Combien de cinéastes ont créé un style ? Assez peu finalement. On dit « Fellinien », « Bergmanien », « Godardien », « Pasolinien », « Antonionien ». On dit aussi « Zulawskien ». Pour définir quoi au juste ? Une esthétique de l'excès (les détracteurs diront de l'hystérie) ? Le réalisateur polonais réfute la thèse. « Excessif par rapport à qui ? À quoi ? Au mur ? Alors oui », admet-il seulement lorsqu'on le confronte aux images de l'accouchement monstrueux d'Adjani dans Possession. C'est ce qu'a fait la cinémathèque de Nice, en fin de semaine dernière. Andrzej (prononcer Andréou) Zulawski était invité à y donner une « leçon de cinéma » que l'on n'est pas prés d'oublier. Fourageant dans sa barbe et dans sa tignasse blanchies sous le harnois, taclant son interlocuteur de droite, flattant celui de gauche, le vieux visionnaire (69 ans), spécialement arraché par avion aux brumes de Varsovie, n'a pas mâché ses mots, ni renié ses images. Zulawskien toujours, donc. Extraits choisis…
Leçon N° 1 : « Le cinéma est fait pour montrer »
« Tout ce qui se montre est vision de l'invisible. C'est une citation et ce pourrait être ma définition du cinéma. Si tu ne veux pas montrer les choses à l'écran, ne fais pas de cinéma, écrit plutôt. C'est ce que je fais le plus souvent d'ailleurs. J'ai écrit plus de livres que je n'ai fait de films. Le monstre de Possession, je voulais qu'on le voie. Les producteurs ont embauché le plus grand spécialiste des effets spéciaux de l'époque, Carlo Rambaldi (le créateur du premier Alien). Il est arrivé avec un container énorme dont il a sorti une espèce de pénis géant de deux mètres de haut avec des yeux ! « Au prix où on te paye, je lui ai dit, tu as jusqu'à demain pour me fabriquer un truc potable. Sinon je te tue ». Il a bossé toute la nuit avec les moyens du bord et m'a fabriqué le monstre à tentacules qu'on voit dans le film. Il fallait une demi-douzaine d'assistants pour l'animer, dont un encastré dans le matelas qu'on avait creusé pour qu'il rentre dans le corps de la bête. Mais c'était bien »

JEU DE DONNÉES

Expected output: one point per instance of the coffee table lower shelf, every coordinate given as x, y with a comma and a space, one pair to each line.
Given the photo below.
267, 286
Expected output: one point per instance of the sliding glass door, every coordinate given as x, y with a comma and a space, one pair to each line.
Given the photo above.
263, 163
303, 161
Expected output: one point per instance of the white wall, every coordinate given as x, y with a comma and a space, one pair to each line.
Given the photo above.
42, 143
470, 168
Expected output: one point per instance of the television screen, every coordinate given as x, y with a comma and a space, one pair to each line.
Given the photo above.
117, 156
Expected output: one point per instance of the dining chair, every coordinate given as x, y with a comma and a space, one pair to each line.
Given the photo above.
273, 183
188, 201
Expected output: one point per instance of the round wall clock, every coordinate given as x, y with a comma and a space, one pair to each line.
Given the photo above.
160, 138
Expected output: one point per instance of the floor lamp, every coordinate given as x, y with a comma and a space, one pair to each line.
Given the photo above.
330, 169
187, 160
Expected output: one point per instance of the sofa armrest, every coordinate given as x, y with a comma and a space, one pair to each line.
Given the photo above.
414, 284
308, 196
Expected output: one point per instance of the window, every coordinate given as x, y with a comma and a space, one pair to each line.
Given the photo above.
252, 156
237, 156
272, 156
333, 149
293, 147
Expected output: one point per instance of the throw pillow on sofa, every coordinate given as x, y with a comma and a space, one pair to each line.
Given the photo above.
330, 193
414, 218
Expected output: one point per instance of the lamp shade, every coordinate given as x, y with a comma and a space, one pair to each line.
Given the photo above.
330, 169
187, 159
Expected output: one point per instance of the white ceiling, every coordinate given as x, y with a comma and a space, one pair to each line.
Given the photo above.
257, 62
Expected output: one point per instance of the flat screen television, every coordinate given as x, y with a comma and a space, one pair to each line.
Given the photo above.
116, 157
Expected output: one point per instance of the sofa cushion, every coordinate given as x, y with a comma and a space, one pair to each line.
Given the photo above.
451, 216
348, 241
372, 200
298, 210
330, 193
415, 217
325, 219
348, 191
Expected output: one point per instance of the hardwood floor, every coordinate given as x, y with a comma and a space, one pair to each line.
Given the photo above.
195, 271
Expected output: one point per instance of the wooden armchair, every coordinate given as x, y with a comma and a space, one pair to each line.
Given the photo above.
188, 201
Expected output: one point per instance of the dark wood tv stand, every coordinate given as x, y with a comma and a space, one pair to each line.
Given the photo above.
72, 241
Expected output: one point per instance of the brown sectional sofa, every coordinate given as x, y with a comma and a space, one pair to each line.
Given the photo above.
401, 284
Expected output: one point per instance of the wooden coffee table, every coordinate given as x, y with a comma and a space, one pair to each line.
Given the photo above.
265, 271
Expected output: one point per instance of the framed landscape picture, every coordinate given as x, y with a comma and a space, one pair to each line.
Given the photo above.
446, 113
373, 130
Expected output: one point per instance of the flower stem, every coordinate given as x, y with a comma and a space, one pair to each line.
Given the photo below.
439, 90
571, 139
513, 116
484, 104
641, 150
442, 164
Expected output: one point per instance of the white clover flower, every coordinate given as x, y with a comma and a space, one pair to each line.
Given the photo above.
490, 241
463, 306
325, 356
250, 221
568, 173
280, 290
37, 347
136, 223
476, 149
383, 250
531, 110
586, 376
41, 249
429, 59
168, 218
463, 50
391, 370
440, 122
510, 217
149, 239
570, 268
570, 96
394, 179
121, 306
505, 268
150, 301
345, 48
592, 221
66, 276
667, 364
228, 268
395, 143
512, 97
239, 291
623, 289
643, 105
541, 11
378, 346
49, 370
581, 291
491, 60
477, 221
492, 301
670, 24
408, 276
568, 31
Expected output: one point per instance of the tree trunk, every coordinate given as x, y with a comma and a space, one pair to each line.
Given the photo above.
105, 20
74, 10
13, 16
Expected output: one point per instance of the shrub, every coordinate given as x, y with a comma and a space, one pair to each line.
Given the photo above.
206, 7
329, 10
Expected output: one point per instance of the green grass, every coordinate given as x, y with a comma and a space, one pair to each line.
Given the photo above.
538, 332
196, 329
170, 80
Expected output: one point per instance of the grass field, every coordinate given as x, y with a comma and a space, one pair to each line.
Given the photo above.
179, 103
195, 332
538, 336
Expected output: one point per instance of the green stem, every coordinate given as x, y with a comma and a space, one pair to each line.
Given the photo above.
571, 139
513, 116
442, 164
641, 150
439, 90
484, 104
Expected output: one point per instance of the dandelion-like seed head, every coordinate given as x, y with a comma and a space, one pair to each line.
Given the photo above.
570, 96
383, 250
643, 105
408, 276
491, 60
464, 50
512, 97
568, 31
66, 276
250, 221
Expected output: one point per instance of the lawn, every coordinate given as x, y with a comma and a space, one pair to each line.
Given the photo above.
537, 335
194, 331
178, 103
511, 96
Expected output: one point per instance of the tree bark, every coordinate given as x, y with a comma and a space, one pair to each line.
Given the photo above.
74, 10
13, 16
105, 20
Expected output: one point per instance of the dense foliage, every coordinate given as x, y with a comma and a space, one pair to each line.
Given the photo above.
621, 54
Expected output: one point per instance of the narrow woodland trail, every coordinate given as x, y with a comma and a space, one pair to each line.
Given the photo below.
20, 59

PROBLÈME
Poursuivez le texte sur la leçon de cinéma de Zulawski à partir de sa dernière phrase. Les items ne servent à rien ici.

RÉSULTAT
Leçon N° 2 : « Jouer est une affaire de femmes »
Pourquoi jouons-nous ? Pourquoi y-a-t-il des théâtres ? Pourquoi toute religion est-elle d'abord une représentation ? Ces questions m'obsèdent depuis toujours. Comme je n'ai pas les réponses, je n'ai fait que tourner et tourner pour tenter de comprendre. C'est à travers mon contraire, la femme, que je peux trouver les réponses. Voilà pourquoi je les mets en scène et pourquoi on dit de moi que je suis un « accoucheur d'actrices ». Jouer est une affaire de femmes, les hommes qui jouent le mieux sont ceux chez lesquels la part de féminité est la plus grande (Zulawski a fait débuter Dutronc et Canet et remis en selle Klaus Kinski).
Romy Schneider ? Une des femmes les plus femmes que j'ai connues. Dans ses faiblesses et dans ses forces. Il fallait la rassurer sans cesse et la mettre en confiance pour qu'elle explose comme elle le fait dans L'Important c'est d'aimer, face à Dutronc. Une actrice, c'est un sportif de haut niveau. À chaque scène elle doit battre le record du monde, sinon c'est pas la peine.
Isabelle Adjani ? Nos deux réputations étaient épouvantables, il n'y a pas eu de match. Personne n'en voulait tellement elle était chiante et personne ne voulait tourner avec moi parce que je faisais peur. C'était l'actrice la plus douée du cinéma européen. Après le film (Possession) elle m'a dit : « Vous n'aviez pas le droit de regarder aussi profond
en moi ». Super compliment. Résultat, elle a eu tous les prix pour ce rôle (dont celui d'interprétation à Cannes).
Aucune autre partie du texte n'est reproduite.